About this exercise: Only one range belongs in the answer: the line holding "Objective — one point per instance of the frost-covered" through the last line of the records, reproduced as is.

*** Block opens ***

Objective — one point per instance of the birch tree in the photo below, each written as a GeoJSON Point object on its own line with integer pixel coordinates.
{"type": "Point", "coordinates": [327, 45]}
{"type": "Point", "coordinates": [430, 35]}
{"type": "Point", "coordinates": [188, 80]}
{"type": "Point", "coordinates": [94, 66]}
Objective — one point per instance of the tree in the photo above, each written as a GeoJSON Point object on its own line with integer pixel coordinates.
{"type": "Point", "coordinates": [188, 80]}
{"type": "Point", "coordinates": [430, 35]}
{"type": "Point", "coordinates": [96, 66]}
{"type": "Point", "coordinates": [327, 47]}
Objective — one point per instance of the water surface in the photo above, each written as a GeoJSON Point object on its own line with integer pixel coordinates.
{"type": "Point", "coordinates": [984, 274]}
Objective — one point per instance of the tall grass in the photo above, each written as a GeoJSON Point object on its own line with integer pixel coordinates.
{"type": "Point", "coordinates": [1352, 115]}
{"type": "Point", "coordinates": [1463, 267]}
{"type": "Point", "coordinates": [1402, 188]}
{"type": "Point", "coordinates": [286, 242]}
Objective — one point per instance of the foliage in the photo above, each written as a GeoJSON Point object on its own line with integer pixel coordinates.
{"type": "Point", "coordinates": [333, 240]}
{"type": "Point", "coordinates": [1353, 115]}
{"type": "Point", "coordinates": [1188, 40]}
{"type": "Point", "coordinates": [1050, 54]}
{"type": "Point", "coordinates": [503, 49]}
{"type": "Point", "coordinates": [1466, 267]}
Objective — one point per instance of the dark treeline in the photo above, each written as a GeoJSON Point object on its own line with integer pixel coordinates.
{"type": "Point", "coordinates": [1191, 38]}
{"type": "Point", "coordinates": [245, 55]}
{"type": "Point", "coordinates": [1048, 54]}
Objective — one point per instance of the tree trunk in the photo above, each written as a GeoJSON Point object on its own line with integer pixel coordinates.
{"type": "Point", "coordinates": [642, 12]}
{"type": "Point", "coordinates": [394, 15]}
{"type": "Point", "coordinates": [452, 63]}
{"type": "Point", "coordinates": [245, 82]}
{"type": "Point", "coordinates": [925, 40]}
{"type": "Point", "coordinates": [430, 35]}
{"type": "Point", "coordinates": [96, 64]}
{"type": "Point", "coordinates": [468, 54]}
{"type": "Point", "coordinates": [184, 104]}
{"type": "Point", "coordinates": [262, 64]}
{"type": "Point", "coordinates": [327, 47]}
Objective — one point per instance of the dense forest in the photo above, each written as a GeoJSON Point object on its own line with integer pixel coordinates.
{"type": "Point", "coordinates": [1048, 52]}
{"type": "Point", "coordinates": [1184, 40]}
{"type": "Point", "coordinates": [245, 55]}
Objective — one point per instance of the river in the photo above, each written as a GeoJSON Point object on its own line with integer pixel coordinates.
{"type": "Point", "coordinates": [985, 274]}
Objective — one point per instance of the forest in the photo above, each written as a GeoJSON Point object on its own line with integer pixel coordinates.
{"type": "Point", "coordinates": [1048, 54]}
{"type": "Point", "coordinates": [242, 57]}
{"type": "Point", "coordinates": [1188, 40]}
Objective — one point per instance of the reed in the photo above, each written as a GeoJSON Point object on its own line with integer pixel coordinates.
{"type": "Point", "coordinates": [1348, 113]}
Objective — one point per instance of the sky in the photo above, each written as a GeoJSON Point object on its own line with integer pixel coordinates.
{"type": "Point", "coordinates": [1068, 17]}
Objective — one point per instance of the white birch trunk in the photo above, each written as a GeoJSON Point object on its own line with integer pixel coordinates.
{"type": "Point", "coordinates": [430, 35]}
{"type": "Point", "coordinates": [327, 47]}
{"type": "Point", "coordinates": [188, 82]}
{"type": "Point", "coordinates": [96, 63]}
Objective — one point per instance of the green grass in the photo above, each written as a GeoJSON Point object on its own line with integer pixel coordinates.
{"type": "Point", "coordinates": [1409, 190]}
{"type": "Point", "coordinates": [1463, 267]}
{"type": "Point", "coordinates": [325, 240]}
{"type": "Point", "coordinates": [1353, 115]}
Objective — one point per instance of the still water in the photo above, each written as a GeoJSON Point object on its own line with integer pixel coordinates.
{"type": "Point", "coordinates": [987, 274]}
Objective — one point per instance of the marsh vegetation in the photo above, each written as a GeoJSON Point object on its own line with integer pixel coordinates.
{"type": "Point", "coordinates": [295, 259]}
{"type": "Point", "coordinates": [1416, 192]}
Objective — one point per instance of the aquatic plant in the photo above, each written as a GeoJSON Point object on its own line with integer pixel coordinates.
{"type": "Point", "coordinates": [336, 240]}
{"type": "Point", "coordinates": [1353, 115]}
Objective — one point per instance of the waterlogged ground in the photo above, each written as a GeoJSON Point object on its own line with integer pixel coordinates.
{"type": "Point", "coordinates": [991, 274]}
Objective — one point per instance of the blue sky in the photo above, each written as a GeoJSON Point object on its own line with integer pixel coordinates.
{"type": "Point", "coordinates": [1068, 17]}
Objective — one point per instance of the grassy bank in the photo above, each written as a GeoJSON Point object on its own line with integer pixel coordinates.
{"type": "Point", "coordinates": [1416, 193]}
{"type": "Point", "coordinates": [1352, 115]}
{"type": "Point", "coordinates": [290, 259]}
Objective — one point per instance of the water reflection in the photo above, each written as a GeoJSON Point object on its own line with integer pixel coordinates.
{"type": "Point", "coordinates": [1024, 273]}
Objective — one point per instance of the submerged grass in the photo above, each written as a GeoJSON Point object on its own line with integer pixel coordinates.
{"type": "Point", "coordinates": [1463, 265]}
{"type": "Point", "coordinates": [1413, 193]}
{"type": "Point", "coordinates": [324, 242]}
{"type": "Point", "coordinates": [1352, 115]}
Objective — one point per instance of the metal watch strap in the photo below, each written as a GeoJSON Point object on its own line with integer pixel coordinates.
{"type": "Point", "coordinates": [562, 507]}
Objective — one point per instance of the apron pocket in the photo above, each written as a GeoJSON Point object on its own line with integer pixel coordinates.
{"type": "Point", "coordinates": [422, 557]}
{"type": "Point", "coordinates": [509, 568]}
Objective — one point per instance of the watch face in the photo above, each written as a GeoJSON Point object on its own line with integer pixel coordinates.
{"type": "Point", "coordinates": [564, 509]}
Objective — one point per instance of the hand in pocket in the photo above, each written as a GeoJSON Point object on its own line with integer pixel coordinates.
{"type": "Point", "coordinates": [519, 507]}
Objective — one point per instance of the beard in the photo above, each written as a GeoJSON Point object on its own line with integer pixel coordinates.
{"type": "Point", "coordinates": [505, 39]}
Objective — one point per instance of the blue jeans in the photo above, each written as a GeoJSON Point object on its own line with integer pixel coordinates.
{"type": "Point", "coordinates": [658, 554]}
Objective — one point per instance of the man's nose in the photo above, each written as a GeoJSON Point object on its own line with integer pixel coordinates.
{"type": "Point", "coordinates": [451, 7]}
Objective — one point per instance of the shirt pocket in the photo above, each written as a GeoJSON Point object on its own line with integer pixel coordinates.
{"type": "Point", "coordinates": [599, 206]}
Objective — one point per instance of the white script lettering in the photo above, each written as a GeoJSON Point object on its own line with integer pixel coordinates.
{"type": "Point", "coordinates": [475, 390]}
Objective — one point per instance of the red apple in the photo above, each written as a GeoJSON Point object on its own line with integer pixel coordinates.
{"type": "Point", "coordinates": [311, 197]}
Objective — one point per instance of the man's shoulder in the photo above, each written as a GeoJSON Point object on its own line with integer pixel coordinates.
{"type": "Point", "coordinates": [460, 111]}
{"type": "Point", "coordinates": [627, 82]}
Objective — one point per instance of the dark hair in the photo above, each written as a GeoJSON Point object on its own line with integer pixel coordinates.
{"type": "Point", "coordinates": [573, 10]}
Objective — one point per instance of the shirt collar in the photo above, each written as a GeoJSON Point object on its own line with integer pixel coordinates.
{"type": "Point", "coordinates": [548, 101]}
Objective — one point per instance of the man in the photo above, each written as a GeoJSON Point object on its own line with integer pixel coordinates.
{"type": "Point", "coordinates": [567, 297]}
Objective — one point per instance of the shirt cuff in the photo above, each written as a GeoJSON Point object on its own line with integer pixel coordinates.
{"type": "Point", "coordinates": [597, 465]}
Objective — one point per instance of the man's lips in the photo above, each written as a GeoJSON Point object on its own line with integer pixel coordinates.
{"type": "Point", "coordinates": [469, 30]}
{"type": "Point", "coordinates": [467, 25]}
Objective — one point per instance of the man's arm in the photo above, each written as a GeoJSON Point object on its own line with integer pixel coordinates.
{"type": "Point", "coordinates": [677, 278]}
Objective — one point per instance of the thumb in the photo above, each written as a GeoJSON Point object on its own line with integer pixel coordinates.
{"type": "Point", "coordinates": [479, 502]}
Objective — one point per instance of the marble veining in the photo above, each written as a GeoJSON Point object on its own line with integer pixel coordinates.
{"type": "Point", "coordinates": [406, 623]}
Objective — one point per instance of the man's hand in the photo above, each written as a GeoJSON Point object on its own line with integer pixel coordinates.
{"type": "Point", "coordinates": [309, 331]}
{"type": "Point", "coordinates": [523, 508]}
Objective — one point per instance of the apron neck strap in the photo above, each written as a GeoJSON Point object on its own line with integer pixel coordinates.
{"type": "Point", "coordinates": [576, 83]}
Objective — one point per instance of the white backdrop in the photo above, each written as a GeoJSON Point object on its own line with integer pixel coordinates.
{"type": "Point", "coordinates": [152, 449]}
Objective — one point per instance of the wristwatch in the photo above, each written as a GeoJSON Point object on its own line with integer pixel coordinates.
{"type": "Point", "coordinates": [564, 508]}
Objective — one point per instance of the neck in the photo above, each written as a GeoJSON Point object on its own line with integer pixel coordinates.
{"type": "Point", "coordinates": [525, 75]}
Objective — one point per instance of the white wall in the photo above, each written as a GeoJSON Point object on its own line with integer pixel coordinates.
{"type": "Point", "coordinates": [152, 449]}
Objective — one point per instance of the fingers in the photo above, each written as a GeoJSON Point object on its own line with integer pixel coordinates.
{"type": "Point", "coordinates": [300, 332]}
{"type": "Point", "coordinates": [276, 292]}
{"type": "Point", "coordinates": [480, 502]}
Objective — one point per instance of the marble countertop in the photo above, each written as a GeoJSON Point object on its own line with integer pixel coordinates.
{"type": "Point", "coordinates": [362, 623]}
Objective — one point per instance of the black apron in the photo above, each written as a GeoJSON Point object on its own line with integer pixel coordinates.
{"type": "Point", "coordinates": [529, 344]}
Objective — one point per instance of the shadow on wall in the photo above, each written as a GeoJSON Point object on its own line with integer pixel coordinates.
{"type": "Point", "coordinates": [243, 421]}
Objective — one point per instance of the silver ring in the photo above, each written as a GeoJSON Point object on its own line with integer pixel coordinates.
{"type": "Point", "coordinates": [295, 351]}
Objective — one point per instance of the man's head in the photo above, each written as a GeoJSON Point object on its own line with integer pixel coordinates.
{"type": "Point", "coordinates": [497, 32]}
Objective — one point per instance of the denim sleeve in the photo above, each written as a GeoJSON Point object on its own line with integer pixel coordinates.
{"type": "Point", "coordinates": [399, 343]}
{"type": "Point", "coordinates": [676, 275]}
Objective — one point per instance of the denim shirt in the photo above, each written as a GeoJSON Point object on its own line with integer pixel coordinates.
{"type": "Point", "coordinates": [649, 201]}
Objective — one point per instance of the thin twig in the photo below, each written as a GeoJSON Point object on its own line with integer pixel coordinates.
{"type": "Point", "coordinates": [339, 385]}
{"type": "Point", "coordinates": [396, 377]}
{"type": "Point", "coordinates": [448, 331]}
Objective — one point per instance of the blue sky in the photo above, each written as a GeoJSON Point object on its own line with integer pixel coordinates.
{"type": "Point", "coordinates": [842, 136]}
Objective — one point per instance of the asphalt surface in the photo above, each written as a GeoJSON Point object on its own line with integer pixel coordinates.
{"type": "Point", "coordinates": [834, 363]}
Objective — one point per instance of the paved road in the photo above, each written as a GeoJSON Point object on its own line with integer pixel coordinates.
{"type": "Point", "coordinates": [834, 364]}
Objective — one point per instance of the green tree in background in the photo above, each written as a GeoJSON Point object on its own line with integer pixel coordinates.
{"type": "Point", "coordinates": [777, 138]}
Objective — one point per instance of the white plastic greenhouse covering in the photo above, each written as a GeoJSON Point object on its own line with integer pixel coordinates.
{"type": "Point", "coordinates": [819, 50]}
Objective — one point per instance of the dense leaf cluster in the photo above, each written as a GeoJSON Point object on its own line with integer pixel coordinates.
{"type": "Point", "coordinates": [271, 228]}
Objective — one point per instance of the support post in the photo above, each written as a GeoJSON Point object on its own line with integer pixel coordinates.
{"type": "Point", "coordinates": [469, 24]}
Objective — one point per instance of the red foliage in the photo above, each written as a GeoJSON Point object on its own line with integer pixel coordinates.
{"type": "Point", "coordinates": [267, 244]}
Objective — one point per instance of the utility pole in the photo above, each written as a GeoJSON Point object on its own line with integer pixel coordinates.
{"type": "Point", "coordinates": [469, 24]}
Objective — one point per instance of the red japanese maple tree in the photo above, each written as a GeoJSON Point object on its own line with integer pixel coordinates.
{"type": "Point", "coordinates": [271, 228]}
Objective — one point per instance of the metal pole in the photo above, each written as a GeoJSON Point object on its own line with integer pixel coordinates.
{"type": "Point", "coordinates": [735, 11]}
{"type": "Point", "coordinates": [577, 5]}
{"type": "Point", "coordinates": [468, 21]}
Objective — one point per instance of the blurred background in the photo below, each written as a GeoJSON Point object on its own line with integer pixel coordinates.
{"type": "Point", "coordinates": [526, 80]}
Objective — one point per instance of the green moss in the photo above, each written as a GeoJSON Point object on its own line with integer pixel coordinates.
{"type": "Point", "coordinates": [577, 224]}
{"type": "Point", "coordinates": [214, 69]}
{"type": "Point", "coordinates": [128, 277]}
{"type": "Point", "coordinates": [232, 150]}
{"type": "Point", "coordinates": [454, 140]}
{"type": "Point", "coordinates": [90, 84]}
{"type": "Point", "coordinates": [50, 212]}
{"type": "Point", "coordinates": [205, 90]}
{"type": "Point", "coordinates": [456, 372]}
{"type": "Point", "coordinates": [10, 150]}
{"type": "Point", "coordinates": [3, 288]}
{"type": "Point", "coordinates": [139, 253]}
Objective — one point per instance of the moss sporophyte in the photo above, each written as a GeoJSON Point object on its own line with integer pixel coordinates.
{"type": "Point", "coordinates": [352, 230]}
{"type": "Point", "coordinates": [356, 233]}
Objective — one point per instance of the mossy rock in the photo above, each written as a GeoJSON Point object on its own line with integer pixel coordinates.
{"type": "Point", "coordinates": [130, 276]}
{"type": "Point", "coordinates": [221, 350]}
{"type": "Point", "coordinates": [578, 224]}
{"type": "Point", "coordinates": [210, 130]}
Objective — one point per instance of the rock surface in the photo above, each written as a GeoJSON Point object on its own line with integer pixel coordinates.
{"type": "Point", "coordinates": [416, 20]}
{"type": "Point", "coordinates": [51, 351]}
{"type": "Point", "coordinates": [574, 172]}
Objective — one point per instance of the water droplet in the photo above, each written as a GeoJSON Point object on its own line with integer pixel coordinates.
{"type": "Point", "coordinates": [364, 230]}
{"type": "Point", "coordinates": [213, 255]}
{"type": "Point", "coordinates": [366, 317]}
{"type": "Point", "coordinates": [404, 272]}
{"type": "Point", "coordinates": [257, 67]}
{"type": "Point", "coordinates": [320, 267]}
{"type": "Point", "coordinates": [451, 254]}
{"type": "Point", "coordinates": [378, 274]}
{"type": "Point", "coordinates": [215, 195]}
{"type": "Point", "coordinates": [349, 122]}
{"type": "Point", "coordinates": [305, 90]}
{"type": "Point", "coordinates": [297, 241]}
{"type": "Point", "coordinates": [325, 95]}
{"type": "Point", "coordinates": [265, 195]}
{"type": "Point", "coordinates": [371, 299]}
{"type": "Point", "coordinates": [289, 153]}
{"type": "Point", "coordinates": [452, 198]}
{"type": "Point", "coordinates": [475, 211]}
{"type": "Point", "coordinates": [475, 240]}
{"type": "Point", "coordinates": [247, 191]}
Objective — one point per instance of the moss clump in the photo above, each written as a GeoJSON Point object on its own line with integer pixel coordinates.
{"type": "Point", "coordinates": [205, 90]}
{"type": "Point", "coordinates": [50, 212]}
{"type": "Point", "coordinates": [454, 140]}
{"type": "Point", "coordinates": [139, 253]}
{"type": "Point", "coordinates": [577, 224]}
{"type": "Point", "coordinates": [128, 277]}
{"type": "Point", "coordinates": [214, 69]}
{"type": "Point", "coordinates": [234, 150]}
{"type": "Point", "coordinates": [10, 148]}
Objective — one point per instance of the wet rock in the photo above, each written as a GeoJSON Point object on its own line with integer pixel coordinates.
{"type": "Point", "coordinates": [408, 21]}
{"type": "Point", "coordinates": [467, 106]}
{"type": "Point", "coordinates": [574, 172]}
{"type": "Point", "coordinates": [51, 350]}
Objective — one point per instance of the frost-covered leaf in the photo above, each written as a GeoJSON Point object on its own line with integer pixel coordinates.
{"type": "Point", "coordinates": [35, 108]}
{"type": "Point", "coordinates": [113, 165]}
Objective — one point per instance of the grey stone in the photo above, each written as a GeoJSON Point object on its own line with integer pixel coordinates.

*** Block closes ***

Solution to this task:
Objective — one point per instance of the frost-covered leaf in the photo above, each written as a GeoJSON Point object on its own line with integer pixel coordinates.
{"type": "Point", "coordinates": [35, 108]}
{"type": "Point", "coordinates": [113, 165]}
Objective — one point per instance of the grey stone in the photo above, each written as a GeoJSON Point object on its own line with integer pixel coordinates.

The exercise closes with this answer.